» PERINTAH 1
Menurut teks sumber tentang kecelakaan di jalan menuju Jogja, mengapa penulis membunyikan klakson ketika orang tua itu menyeberang?

» TEKS SUMBER
........
Lelaki Tua dan Ketulusan Senyumnya

Posted by Tony , Sabtu, 04 Juni 2011 01.34

Kemarin pagi (4/6/2011), saya mengalami hal yang mengerikan yang tak pernah saya sangka sebelumnya. Saya mengalami kecelakaan yang akibatnya memang tidak bisa dibilang ringan. Dan semua ini benar-benar membuatku panik dan benar-benar merasa dalam masalah besar. Namun, di balik itu semua, ada sebuah pelajaran besar yang sangat luar biasa yang saya dapatkan dari orang yang sudah tua yang walaupun tubuhnya sudah mulai melemah, namun jiwanya masih sangat kuat. Lelaki tua yang sangat tulus memberikan senyuman, bagaimanapun keadaan dia.

Awalnya, sekitar pukul 8-an pagi, saya berangkat dari rumah mau ke Jogja. Waktu itu, jalanan tidak begitu ramai, saya mengendarai pada kecepatan yang menurut saya biasa saja, saya sedang merasa tidak terburu-buru. Namun mungkin bagi sebagian orang bilang kalau saya mengendarai dengan kencang.

DI tengah perjalanan, tiba-tiba saya kaget. Dari pinggir jalan, nampak orang yang cukup tua menyeberang jalan dengan mendadak, padahal saya sedang tidak berjalan dengan pelan waktu itu. Saya coba membunyikan klakson, dengan harapan agar dia segera berhenti atau segera memperhatikanku karena waktu itu dia menyeberang tidak sambil menoleh ke arahku. Namun, dia sama sekali tidak menggubris peringatan itu dan saya pun juga tak sempat menghentikan laju motor saya. Saya juga tidak begitu gesit menghindarinya.

Dan hal yang tidak saya inginkan pun terjadi, kecelakaan. Motorku menyerempet tubuh orang tua yang sudah lemah itu. Dan saya pun terseret beberapa meter. Begitu saya berhenti terseret, dengan sekuat tenaga saya langsung berusaha berdiri dan berlari ke arah orang tua itu, tidak peduli dengan rasa sakit yang saya rasakan. Saya sadar bahwa saya telah menabrak orang tua dan saya harus bertanggungjawab, segera menolongnya. Tanpa pikir panjang saya langsung mengangkat orang tua itu seorang diri dan membawanya ke pinggir jalan ke tempat yang lebih teduh. Saya tak peduli lagi dengan motorku. Saya hanya memikirkan kondisi orang tua itu. Begitu saya perhatikan baik-baik wajah orang tua itu, saya mulai menyadari siapa beliau. Astaghfirullah. Ternyata beliau adalah tetangga saya sendiri waktu saya masih tinggal di rumah saya yang dulu. Saya begitu mengenal beliau dan saya benar-benar merasa sangat bersalah.
........
» PERINTAH 2
Masukkan baris-baris data pendukung ke dalam tabel Markdown dengan kolom "Nomor" dan "Isi Baris", mulai dari baris yang memuat "Expected output: one point per instance of the white" sampai dengan baris terakhir data pendukung. Lewati baris kosong.
........
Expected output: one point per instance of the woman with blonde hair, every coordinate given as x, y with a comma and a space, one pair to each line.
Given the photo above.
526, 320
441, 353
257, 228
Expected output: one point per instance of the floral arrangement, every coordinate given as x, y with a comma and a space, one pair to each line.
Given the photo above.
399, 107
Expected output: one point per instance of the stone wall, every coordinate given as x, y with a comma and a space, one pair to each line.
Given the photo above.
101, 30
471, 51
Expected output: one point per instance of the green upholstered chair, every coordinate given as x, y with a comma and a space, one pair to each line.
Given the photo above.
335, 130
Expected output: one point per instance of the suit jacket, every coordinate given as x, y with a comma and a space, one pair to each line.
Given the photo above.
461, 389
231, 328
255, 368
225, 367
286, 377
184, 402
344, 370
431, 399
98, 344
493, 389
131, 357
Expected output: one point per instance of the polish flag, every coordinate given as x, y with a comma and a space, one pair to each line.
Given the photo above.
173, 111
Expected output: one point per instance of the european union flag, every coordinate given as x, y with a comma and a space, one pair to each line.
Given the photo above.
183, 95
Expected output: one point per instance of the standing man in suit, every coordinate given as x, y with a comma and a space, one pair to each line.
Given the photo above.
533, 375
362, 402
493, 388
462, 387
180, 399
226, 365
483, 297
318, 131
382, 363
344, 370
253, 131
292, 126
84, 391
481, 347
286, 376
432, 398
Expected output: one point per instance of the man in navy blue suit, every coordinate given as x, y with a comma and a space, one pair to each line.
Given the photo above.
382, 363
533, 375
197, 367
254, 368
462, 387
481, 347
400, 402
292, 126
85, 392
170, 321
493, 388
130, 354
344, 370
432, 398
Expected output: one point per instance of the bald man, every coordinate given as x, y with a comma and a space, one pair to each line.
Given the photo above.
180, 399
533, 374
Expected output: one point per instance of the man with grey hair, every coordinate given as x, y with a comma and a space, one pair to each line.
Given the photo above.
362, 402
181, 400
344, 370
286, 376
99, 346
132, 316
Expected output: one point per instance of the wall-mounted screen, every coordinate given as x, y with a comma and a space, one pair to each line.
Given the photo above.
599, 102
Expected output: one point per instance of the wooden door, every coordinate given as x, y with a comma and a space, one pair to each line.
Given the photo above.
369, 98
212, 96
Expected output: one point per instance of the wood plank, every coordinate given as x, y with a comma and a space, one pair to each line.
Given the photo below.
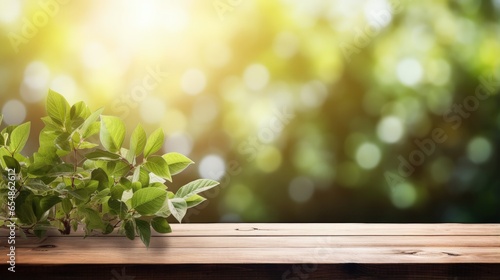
288, 229
263, 242
256, 271
372, 255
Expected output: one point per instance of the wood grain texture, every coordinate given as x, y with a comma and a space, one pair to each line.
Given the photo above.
282, 250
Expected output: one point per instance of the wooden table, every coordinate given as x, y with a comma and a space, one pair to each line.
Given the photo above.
269, 251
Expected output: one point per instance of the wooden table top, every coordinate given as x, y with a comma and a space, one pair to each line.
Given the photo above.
261, 243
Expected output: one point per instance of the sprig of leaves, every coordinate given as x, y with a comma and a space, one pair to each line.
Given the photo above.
75, 179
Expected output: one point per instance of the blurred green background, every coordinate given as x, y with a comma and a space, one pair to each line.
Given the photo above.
305, 111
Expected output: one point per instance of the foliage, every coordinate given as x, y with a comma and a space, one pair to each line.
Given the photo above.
82, 174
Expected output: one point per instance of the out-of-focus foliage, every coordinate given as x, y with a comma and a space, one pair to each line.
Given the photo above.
305, 111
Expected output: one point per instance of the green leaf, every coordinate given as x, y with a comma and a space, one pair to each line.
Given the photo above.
112, 133
62, 141
194, 200
12, 163
137, 143
67, 205
144, 230
158, 166
141, 175
118, 207
89, 122
160, 225
92, 130
129, 230
61, 170
87, 145
92, 218
177, 162
43, 204
195, 187
154, 142
78, 110
149, 200
178, 208
103, 155
24, 208
19, 137
117, 191
57, 107
101, 177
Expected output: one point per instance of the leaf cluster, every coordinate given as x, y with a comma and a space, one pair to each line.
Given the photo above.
82, 174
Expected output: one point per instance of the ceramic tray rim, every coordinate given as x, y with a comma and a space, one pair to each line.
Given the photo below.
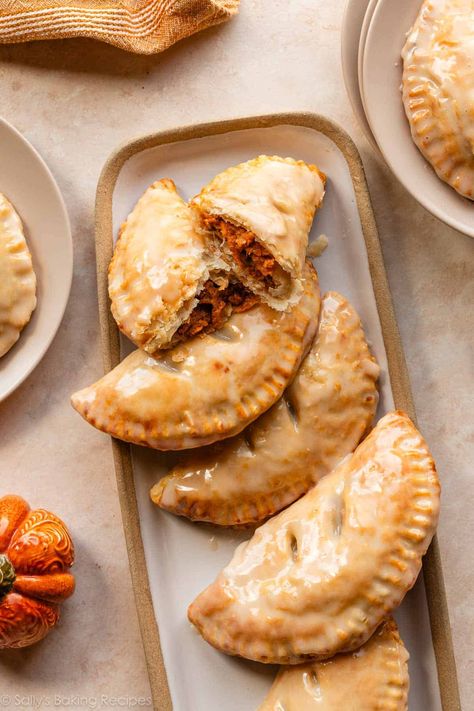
432, 570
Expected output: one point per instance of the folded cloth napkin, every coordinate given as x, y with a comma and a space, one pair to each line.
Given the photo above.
142, 26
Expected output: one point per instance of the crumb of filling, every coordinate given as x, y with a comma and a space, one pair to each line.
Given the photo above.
214, 308
245, 248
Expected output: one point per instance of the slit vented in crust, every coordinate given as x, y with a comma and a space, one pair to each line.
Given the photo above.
438, 89
268, 607
320, 419
373, 678
17, 277
274, 199
208, 388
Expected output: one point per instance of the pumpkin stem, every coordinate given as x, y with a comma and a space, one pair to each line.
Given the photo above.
7, 575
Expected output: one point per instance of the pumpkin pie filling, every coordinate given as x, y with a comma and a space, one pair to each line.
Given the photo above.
216, 303
249, 254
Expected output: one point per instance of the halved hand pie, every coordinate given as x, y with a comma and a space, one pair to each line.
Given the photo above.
165, 283
374, 678
320, 577
438, 89
17, 278
321, 417
210, 387
259, 214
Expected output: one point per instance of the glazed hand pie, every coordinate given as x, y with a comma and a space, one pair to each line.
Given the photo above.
321, 417
438, 89
17, 278
373, 678
320, 577
165, 284
210, 387
259, 214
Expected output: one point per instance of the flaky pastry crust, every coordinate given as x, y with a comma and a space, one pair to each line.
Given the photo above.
320, 419
319, 578
209, 388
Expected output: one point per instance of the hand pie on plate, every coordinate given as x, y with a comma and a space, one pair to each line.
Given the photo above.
259, 214
165, 284
438, 89
373, 678
17, 278
210, 387
321, 417
321, 576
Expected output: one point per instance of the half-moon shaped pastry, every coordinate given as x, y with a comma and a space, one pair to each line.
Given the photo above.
165, 283
373, 678
320, 577
320, 419
210, 387
17, 277
259, 214
438, 89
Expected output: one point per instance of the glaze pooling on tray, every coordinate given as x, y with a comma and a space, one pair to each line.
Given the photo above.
165, 283
260, 214
319, 578
17, 277
374, 678
438, 89
210, 387
321, 417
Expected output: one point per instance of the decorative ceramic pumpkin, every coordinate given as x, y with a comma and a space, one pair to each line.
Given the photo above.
36, 553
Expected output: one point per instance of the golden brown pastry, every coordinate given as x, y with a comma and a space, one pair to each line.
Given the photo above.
17, 277
373, 678
320, 577
165, 284
210, 387
438, 89
259, 214
321, 417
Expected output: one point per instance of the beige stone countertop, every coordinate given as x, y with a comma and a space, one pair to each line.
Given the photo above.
76, 101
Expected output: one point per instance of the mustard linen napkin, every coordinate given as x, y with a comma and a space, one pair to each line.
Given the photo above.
142, 26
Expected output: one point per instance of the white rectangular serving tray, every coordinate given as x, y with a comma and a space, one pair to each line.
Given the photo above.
182, 557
........
» JAWABAN 1
Penulis membunyikan klakson agar orang tua itu segera berhenti atau segera memperhatikannya. Saat itu orang tua tersebut menyeberang tanpa menoleh ke arah penulis.

» JAWABAN 2
| Nomor | Isi Baris |
|---|---|
| 1 | Expected output: one point per instance of the white rectangular serving tray, every coordinate given as x, y with a comma and a space, one pair to each line. |
| 2 | Given the photo above. |
| 3 | 182, 557 |